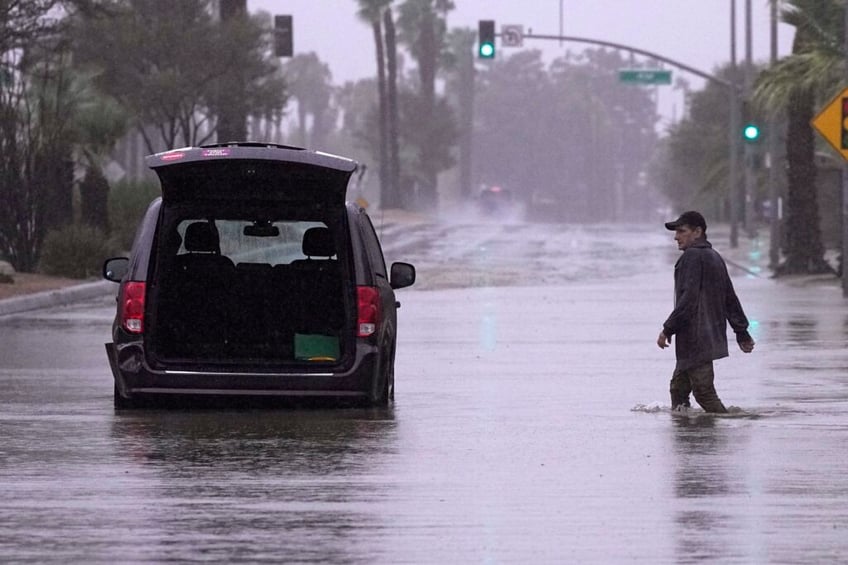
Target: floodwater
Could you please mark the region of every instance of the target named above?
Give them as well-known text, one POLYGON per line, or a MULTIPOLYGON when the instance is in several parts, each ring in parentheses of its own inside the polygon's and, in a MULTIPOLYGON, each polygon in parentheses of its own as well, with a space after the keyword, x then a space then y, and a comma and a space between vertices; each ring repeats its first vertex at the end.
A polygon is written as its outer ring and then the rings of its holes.
POLYGON ((730 415, 679 417, 669 233, 383 238, 421 277, 389 409, 116 414, 112 297, 0 319, 0 561, 848 562, 835 281, 732 269, 757 347, 716 363, 730 415))

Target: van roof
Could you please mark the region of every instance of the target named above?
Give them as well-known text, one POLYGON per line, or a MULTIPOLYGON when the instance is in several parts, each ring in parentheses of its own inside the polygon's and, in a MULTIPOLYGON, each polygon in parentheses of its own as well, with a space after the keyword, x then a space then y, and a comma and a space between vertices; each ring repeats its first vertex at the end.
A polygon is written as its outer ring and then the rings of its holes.
POLYGON ((304 149, 302 147, 261 142, 229 142, 201 145, 199 147, 182 147, 149 155, 146 158, 146 162, 147 166, 155 170, 178 163, 230 159, 302 163, 347 173, 352 173, 357 167, 356 161, 339 157, 338 155, 304 149))

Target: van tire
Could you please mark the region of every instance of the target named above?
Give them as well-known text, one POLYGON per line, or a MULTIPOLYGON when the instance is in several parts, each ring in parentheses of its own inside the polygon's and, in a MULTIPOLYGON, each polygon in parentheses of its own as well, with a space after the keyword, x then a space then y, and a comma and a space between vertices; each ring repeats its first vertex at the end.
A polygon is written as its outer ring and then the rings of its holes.
POLYGON ((121 396, 121 393, 118 391, 118 385, 116 384, 114 387, 114 406, 115 410, 129 410, 132 408, 136 408, 136 403, 129 398, 124 398, 121 396))

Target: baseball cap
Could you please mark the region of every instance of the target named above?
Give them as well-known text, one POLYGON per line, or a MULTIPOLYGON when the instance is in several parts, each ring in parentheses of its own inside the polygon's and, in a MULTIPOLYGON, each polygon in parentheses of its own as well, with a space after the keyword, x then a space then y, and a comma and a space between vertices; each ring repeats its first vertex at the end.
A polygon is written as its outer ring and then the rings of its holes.
POLYGON ((680 214, 680 217, 674 220, 673 222, 666 222, 665 229, 674 231, 680 226, 689 226, 690 228, 701 228, 706 231, 707 221, 704 220, 704 217, 700 214, 700 212, 690 210, 688 212, 683 212, 682 214, 680 214))

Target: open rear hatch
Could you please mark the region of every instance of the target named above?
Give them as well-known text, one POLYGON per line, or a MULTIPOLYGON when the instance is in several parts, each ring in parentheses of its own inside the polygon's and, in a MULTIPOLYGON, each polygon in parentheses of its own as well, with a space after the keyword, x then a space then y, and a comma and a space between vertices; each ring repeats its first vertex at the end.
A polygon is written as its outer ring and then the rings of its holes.
POLYGON ((201 201, 273 201, 344 207, 356 162, 277 145, 175 149, 147 158, 165 205, 201 201))
POLYGON ((243 144, 148 163, 163 198, 147 334, 153 364, 342 363, 355 327, 345 193, 356 163, 243 144))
● ● ● ●
Rewrite the listing above with every "well-known text" changed to "WKT notation" and nothing else altered. Omit the pictures.

Target: floodwater
Could you please mark the region of every instance of the target named above?
Give them as WKT notation, one POLYGON per line, or a MULTIPOLYGON when the instance is in several parts, each ring in parentheses of its own inside the polygon's and, in a MULTIPOLYGON, each polygon in parentheses of its own as well, with a space after the keyword, x then a space then y, and a comma and a space between vertices; each ring repeats its first vertex at the end.
A polygon is written as its outer ring and then the rings of its holes.
POLYGON ((730 415, 679 417, 669 233, 383 238, 421 277, 389 409, 116 414, 112 297, 0 319, 0 561, 848 562, 835 281, 732 269, 757 347, 716 363, 730 415))

Target: van roof
Could you please mark the region of every instance of the target named above?
Give them as WKT notation, one POLYGON per line, or a MULTIPOLYGON when the instance is in several parts, each ring in parentheses of its own inside the polygon's and, in a MULTIPOLYGON, each polygon in parentheses of its own as well, with a space after the keyword, x then a space then y, and a comma and a space between vertices; each ring repeats its first vertex at the end.
A polygon is written as its outer ring and then the rings of its holes.
POLYGON ((304 149, 302 147, 261 142, 229 142, 201 145, 199 147, 182 147, 149 155, 146 158, 146 162, 147 166, 155 170, 178 163, 230 159, 302 163, 347 173, 352 173, 357 167, 356 161, 339 157, 338 155, 304 149))

Target: van tire
Could you please mark the region of every instance of the target named above?
Give them as WKT notation, one POLYGON per line, or a MULTIPOLYGON when the instance is in several parts, each ring in parentheses of its own inside the polygon's and, in a MULTIPOLYGON, each polygon in parentheses of its own as well, with a space after the keyword, x then a space then y, and a comma and a space between vertices; each ring repeats its first vertex at the end.
A polygon is written as its outer ring and then the rings of its holes.
POLYGON ((121 396, 121 393, 118 391, 118 385, 116 384, 114 387, 114 406, 115 410, 129 410, 132 408, 136 408, 136 403, 129 398, 124 398, 121 396))

Target: baseball cap
Could you please mark the region of every instance of the target named above?
Give them as WKT notation, one POLYGON per line, or a MULTIPOLYGON when the instance is in several parts, each ring in parentheses of its own inside the polygon's and, in a MULTIPOLYGON, each polygon in parentheses of its own as well, with a space after the keyword, x then a space then y, and a comma and a space between vertices; each ring repeats its first vertex at the end.
A polygon is written as its outer ring and then the rings of its holes.
POLYGON ((680 214, 680 217, 674 220, 673 222, 666 222, 665 229, 674 231, 680 226, 689 226, 690 228, 701 228, 706 231, 707 221, 704 220, 704 217, 700 214, 700 212, 690 210, 688 212, 683 212, 682 214, 680 214))

Target: open rear hatch
Could you please mark the region of every instance of the target named above?
Give them as WKT notation, one POLYGON per line, or a MULTIPOLYGON when the instance is in several parts, each ring in parentheses of its own inside the polygon's and, in a MULTIPOLYGON, each polygon in parentheses of its own as well, with a space after the keyword, x then a space then y, and a comma and a space between vertices; each ring repeats its first vertex at the end.
A polygon is written as its outer ring and then the rings of its holes.
POLYGON ((201 201, 273 201, 344 207, 356 162, 277 145, 175 149, 147 158, 165 205, 201 201))
POLYGON ((243 144, 148 163, 163 198, 147 334, 153 364, 342 363, 355 327, 345 193, 356 163, 243 144))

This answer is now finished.